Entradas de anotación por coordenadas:
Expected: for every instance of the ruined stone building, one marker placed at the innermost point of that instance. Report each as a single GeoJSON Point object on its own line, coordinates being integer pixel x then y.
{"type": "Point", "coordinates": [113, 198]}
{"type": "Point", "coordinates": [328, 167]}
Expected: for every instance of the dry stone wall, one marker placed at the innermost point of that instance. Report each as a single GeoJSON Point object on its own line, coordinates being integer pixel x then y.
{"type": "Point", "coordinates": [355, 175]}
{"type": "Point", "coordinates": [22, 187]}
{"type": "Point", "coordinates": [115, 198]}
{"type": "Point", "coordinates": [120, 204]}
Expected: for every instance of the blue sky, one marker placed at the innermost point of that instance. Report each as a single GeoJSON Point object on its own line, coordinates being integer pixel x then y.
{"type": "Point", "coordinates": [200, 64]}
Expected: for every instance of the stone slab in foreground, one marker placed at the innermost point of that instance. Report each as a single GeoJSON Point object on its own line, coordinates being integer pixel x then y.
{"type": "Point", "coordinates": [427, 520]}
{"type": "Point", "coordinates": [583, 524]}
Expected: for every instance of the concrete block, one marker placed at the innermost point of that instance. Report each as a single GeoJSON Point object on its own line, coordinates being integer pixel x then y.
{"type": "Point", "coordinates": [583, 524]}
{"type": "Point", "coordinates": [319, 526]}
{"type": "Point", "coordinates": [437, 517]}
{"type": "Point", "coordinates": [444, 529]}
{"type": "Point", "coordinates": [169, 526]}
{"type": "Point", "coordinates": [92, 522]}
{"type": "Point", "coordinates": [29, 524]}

§ Tarea
Escribe de nuevo, sin ningún cambio, cada una de las líneas de los registros anteriores.

§ Resultado final
Expected: for every instance of the ruined stone building, one marker placed at the innermost point of that instance. Report each as a single GeoJSON Point object on its own line, coordinates being integer pixel x then y.
{"type": "Point", "coordinates": [113, 198]}
{"type": "Point", "coordinates": [328, 167]}
Expected: for every instance of the dry stone wall, one marker placed at the innermost point of that instance. Report each as a single GeoJSON Point object on its own line, coordinates being integer pixel x then y.
{"type": "Point", "coordinates": [355, 175]}
{"type": "Point", "coordinates": [22, 187]}
{"type": "Point", "coordinates": [115, 198]}
{"type": "Point", "coordinates": [120, 204]}
Expected: for every instance of the blue sky, one marker placed at the innermost point of that instance. Report each as a single GeoJSON Point object on its own line, coordinates being integer pixel x then y.
{"type": "Point", "coordinates": [200, 64]}
Expected: for every instance of the stone slab in foreground, one marker placed at the innermost point of that instance. Report each as a single GeoJSON Point object on its own line, coordinates being integer pixel x then y.
{"type": "Point", "coordinates": [427, 520]}
{"type": "Point", "coordinates": [583, 524]}
Expected: for every instance of the concrete block, one marker placed at the innermost point of that instance. Report each as a single GeoJSON Point object on its own line, coordinates being integer pixel x then y.
{"type": "Point", "coordinates": [583, 524]}
{"type": "Point", "coordinates": [319, 526]}
{"type": "Point", "coordinates": [437, 517]}
{"type": "Point", "coordinates": [444, 529]}
{"type": "Point", "coordinates": [169, 526]}
{"type": "Point", "coordinates": [92, 522]}
{"type": "Point", "coordinates": [29, 524]}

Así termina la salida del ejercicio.